■ APPLY WHAT YOU READ
a) From the Fairchild AFB statement below, list every feature it names as making the KC-45A better able to operate in hostile airspace.
b) Answer these questions from the Fairchild AFB statement below:
(i) In what year did the first KC-135 reach age 50?
(ii) How long ago did the Boeing 707 cease production?
(iii) How old will the last KC-135 be when it is retired under this plan?

== READING PASSAGE ==

Statement from Fairchild AFB regarding Airbus contractPosted: Updated:
The urgent need to replace our aging tankers is a national security issue. The civilian equivalent of the KC-135, the Boeing 707, ceased production 30 years ago, and was retired by US commercial carriers almost 25 years ago. The problems we have in maintaining older aircraft will only grow as these aircraft age.
Aerial refueling gives the United States the ability to strike a target anywhere in the world when we need to, or reach out with an open hand and provide humanitarian aid. The KC-45A will have the added capability to carry cargo and passengers, which help alleviate the heavy stress brought by high demand on our airlift fleet. The modernized tanker will be equipped with defensive system capabilities, protecting our aircrews and allowing them to operate closer to the fight, further reducing transit time and fuel required.
This is America's tanker - it will be flown by American Airmen, with a big American flag on its tail - and it will save American lives. We operate the aircraft, not negotiate the contracts that bring them into the fleet. We also can't speculate on the possible effects of a potential contract protest.
The first KC-135 reached age 50 in 2006. It will take over three decades to recapitalize the entire Eisenhower-era KC-135 fleet. By the time the last KC-135 is retired under this plan, it will be 80 years old. The tanker is a critical force multiplier and absolutely essential to the way this nation fights its wars, and provides humanitarian support around the globe.
The KC-45A will be a great asset to the nation, not only as a tanker, but as a means to augment the airlift fleet, provide aeromedical evacuation, and transport passengers. The KC-45A will be able to carry more fuel, more cargo, more passengers, and be able to refuel both receptacle and probe-equipped receivers on every mission. It will be better able to operate in hostile airspace, having defensive systems, provisions for multi-point refueling, real-time information in the cockpit, and be able to support special and night operations with Night Vision Imaging System compatible lighting.
Again, we look forward to the KC-45A's fielding on time and within budget.

===
== GIVEN DATA ==

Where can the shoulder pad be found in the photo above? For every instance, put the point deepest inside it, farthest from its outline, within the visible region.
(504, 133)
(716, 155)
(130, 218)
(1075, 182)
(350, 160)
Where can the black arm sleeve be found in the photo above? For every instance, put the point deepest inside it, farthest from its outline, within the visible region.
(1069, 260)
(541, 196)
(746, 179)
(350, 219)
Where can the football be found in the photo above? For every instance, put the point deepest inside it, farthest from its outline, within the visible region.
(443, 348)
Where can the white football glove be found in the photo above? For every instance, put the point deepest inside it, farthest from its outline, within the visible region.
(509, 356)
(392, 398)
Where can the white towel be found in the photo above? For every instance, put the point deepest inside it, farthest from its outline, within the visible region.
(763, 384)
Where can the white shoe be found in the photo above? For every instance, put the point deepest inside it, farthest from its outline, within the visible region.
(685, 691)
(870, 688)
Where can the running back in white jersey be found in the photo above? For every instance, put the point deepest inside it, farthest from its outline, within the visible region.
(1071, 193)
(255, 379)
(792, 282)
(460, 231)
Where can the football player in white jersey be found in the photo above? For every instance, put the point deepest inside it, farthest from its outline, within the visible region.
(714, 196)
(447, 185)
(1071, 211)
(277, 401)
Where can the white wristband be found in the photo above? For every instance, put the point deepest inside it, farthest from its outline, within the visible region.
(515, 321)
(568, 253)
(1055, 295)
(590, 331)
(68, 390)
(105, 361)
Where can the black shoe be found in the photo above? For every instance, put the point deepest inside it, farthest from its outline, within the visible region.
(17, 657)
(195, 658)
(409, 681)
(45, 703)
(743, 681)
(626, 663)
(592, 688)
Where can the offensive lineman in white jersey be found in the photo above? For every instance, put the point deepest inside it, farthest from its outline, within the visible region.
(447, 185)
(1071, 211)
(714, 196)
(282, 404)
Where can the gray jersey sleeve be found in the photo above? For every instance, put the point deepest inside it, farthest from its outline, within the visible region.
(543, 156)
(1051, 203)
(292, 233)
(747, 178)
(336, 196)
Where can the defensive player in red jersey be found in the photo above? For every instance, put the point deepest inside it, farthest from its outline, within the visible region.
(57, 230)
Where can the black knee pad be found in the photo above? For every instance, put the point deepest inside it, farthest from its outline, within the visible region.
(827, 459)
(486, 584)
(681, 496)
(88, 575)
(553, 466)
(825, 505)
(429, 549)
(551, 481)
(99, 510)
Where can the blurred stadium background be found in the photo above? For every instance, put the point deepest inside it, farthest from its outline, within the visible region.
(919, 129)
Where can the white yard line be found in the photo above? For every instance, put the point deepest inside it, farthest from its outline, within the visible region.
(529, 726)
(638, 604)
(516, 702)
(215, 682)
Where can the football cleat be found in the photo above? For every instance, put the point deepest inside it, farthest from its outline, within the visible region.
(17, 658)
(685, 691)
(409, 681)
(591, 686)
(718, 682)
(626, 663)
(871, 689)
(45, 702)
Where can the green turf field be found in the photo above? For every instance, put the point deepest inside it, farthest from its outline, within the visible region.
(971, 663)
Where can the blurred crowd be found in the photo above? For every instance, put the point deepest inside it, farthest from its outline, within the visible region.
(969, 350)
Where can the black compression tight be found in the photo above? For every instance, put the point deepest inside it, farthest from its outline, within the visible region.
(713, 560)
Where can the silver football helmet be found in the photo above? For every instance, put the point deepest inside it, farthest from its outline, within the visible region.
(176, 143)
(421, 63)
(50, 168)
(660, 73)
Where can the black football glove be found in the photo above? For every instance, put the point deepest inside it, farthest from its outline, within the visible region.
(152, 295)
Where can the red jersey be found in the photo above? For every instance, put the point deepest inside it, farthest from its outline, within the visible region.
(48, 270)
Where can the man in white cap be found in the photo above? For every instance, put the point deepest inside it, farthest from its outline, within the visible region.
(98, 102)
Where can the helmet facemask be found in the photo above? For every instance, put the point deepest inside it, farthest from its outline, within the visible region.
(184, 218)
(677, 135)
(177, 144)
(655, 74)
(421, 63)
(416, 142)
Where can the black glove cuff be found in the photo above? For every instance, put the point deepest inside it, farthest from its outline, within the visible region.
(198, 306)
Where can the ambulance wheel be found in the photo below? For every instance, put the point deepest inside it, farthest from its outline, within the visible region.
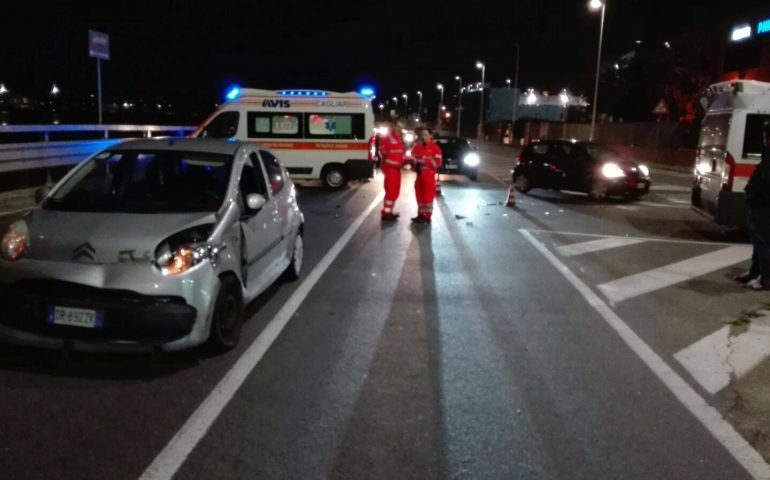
(334, 176)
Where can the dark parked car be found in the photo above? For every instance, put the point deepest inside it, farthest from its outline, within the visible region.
(459, 157)
(579, 166)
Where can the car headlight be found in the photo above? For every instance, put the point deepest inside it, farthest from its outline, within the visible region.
(612, 170)
(15, 242)
(181, 252)
(472, 160)
(183, 258)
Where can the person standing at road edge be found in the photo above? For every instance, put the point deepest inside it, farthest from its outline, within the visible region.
(427, 159)
(758, 205)
(392, 152)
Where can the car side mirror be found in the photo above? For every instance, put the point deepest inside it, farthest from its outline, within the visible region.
(255, 201)
(41, 193)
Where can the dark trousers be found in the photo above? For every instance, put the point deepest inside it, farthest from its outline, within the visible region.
(759, 230)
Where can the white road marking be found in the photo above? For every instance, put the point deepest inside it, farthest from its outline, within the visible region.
(670, 188)
(717, 359)
(179, 448)
(662, 277)
(646, 239)
(661, 205)
(707, 415)
(596, 245)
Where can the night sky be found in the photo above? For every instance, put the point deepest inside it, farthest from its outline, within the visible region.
(195, 48)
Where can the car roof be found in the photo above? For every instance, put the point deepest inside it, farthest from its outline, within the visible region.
(225, 147)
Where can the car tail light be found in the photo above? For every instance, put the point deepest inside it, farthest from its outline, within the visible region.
(728, 173)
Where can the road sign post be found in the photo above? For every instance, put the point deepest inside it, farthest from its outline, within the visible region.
(99, 48)
(660, 109)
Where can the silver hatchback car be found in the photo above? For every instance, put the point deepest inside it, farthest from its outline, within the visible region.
(150, 244)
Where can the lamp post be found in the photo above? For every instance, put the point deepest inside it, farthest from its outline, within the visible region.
(596, 5)
(419, 104)
(515, 93)
(480, 129)
(459, 101)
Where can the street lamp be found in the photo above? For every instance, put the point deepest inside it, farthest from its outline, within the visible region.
(419, 105)
(480, 132)
(515, 93)
(596, 5)
(459, 101)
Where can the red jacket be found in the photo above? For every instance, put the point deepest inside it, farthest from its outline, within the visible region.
(392, 151)
(429, 155)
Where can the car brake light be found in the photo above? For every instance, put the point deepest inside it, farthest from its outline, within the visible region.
(728, 173)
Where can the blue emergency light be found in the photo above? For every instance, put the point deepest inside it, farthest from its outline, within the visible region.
(233, 93)
(367, 91)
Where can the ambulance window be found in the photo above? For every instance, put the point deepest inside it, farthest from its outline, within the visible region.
(752, 140)
(338, 126)
(274, 171)
(713, 132)
(273, 125)
(224, 125)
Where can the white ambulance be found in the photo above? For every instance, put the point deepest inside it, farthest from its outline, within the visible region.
(729, 148)
(317, 134)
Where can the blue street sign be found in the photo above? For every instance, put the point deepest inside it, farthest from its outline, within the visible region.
(98, 45)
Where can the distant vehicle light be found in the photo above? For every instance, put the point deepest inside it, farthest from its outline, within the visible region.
(612, 170)
(233, 93)
(741, 33)
(763, 26)
(472, 160)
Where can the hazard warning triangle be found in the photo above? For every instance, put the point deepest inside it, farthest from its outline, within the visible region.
(661, 108)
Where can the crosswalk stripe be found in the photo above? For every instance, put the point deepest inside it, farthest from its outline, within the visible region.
(596, 245)
(713, 361)
(655, 279)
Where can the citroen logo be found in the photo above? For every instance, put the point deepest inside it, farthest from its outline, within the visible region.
(84, 251)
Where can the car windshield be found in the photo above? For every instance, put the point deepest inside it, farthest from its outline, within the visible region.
(602, 153)
(130, 181)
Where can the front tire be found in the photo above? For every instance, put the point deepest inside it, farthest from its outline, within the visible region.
(522, 183)
(227, 320)
(334, 177)
(294, 269)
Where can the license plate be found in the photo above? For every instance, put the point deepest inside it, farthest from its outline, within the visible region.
(75, 317)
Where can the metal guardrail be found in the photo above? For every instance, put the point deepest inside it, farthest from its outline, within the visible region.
(48, 154)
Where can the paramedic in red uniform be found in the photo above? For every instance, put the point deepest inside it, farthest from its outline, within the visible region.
(392, 153)
(427, 159)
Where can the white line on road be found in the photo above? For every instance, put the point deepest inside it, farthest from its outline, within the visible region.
(667, 275)
(596, 245)
(720, 357)
(708, 416)
(670, 188)
(176, 452)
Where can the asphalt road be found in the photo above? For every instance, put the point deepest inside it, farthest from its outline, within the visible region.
(496, 343)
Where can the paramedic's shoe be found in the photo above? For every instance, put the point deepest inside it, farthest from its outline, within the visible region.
(756, 284)
(745, 277)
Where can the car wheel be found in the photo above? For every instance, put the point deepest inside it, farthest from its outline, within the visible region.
(334, 177)
(227, 321)
(297, 255)
(522, 183)
(598, 191)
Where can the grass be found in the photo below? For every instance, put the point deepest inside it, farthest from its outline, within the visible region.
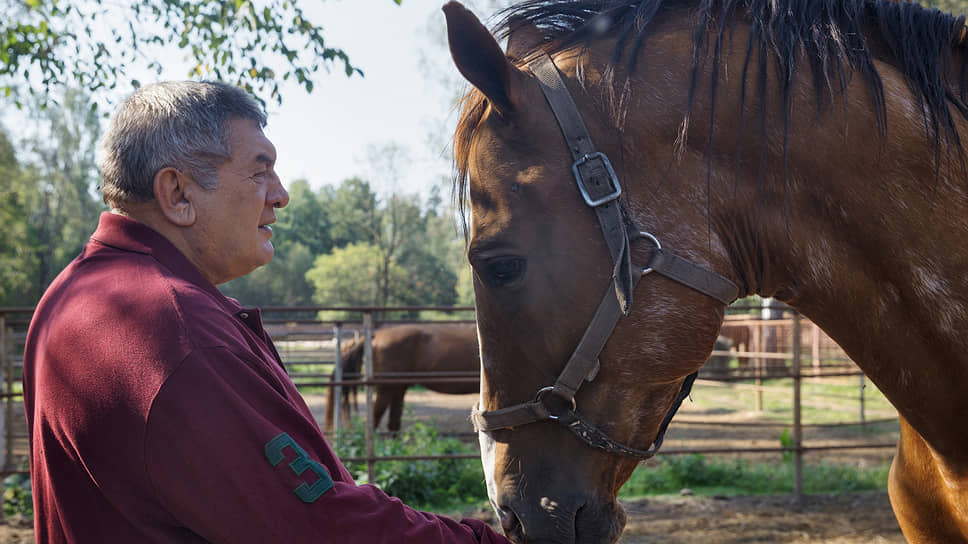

===

■ SET OF ANSWERS
a)
- Defensive systems
- Provisions for multi-point refueling
- Real-time information in the cockpit
- Night Vision Imaging System compatible lighting, for supporting special and night operations

b)
(i) 2006
(ii) 30 years ago
(iii) 80 years old